* STATED TASK:
Filter the records below, keeping every line that contains the string "black"; matching is case-sensitive.
+ + +
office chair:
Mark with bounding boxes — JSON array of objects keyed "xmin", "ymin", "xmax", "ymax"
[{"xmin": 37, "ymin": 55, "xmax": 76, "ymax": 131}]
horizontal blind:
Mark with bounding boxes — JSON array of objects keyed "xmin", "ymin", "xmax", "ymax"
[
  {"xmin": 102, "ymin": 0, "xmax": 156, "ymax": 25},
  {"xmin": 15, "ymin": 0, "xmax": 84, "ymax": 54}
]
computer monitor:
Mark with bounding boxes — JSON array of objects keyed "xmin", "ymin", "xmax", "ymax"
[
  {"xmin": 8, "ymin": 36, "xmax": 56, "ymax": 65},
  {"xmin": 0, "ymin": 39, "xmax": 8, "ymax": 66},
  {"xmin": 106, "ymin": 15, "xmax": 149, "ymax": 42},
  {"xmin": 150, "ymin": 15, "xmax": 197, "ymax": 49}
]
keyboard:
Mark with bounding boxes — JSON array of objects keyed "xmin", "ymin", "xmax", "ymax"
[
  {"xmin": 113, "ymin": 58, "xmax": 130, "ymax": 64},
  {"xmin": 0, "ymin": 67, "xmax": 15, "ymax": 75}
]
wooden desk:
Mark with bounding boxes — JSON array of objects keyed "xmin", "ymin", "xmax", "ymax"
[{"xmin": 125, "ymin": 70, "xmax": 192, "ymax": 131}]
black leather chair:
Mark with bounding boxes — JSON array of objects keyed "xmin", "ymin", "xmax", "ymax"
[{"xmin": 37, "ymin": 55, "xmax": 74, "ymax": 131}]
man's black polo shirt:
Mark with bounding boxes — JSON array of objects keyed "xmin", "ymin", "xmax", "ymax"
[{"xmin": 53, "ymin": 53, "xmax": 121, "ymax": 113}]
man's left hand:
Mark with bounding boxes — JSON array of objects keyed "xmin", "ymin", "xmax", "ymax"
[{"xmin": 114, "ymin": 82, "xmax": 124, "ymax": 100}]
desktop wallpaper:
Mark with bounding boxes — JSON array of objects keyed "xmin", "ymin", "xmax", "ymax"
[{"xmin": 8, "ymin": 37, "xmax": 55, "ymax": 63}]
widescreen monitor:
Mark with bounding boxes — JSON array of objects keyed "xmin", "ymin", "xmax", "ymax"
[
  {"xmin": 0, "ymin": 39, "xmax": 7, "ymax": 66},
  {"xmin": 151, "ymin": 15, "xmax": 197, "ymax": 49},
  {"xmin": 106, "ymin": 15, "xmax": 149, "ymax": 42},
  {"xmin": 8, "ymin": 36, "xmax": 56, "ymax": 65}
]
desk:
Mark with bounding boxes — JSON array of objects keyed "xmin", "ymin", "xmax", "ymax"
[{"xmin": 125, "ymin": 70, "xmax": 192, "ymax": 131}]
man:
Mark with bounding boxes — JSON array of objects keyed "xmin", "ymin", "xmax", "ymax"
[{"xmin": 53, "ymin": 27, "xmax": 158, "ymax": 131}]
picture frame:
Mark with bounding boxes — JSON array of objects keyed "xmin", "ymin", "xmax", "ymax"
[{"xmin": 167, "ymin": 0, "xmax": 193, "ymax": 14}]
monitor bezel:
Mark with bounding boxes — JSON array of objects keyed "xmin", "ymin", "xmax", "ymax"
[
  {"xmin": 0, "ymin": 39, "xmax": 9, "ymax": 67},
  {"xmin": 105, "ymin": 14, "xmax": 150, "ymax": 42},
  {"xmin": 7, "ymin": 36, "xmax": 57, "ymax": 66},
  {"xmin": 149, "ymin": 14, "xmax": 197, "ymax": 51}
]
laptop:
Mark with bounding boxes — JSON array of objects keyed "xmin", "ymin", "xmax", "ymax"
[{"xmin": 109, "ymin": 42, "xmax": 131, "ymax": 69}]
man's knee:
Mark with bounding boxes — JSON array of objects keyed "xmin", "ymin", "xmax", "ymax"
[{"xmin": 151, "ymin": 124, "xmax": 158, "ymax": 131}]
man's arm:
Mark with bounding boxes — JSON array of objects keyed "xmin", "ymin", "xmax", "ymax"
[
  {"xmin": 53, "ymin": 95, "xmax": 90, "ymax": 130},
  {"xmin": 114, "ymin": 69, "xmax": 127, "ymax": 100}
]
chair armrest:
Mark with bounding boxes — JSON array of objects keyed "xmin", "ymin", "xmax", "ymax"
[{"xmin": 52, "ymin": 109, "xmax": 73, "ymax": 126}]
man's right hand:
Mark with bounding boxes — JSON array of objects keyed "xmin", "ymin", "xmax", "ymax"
+ + +
* FULL ANSWER:
black leather chair:
man's black polo shirt:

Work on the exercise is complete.